BEGIN THE INPUT

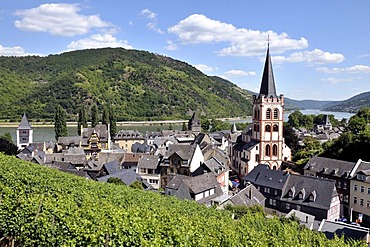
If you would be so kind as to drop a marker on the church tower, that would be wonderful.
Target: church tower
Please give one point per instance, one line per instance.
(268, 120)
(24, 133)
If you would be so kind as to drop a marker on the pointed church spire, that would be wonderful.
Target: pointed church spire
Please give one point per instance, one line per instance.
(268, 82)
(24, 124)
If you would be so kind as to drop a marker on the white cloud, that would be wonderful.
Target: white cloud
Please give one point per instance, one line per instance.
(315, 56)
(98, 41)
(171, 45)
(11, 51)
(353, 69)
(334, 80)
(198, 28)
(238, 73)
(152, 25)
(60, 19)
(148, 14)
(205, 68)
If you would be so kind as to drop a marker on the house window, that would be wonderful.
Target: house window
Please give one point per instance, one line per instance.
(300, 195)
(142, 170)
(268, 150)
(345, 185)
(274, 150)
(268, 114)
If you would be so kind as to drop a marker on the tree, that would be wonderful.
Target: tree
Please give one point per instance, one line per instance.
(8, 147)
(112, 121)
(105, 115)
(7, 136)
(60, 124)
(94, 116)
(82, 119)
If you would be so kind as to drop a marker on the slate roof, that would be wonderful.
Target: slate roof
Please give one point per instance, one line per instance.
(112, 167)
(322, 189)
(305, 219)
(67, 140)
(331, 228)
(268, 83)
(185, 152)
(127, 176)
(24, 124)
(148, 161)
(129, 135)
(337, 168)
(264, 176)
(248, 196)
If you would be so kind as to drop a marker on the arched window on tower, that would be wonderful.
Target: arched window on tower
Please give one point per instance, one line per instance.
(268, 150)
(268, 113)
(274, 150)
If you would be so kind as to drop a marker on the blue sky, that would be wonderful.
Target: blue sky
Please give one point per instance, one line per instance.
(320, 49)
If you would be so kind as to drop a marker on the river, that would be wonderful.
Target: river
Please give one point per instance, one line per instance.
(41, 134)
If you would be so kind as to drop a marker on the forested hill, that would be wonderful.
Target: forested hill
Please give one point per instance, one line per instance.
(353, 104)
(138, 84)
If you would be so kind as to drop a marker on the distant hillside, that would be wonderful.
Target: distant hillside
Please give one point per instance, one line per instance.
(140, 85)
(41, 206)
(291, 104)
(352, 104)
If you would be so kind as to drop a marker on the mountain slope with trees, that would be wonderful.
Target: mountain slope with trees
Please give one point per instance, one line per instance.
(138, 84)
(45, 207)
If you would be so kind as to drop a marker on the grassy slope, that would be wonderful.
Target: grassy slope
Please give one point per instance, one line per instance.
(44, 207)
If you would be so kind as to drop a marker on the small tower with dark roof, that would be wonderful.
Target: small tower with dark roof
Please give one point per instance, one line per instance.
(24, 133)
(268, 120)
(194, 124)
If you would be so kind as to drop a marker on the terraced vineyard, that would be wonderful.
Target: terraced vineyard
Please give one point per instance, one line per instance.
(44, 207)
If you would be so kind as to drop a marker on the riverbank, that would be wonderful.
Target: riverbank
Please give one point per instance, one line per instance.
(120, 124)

END THE INPUT
BEGIN THE INPUT

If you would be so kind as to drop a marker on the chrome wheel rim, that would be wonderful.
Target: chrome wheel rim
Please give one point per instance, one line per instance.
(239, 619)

END THE INPUT

Where the line holding "vineyard, that would be wonderful." appears in the listing above, start reproducing exactly, and end with the line holding "riverbank, that would be wonderful.".

If you would be so kind as to drop a marker on the terraced vineyard, that would be wonderful.
Target: terraced vineyard
Please give one point per instance, one line per instance.
(44, 207)
If you would be so kind as to drop a marker on the riverbank, that would be wonderful.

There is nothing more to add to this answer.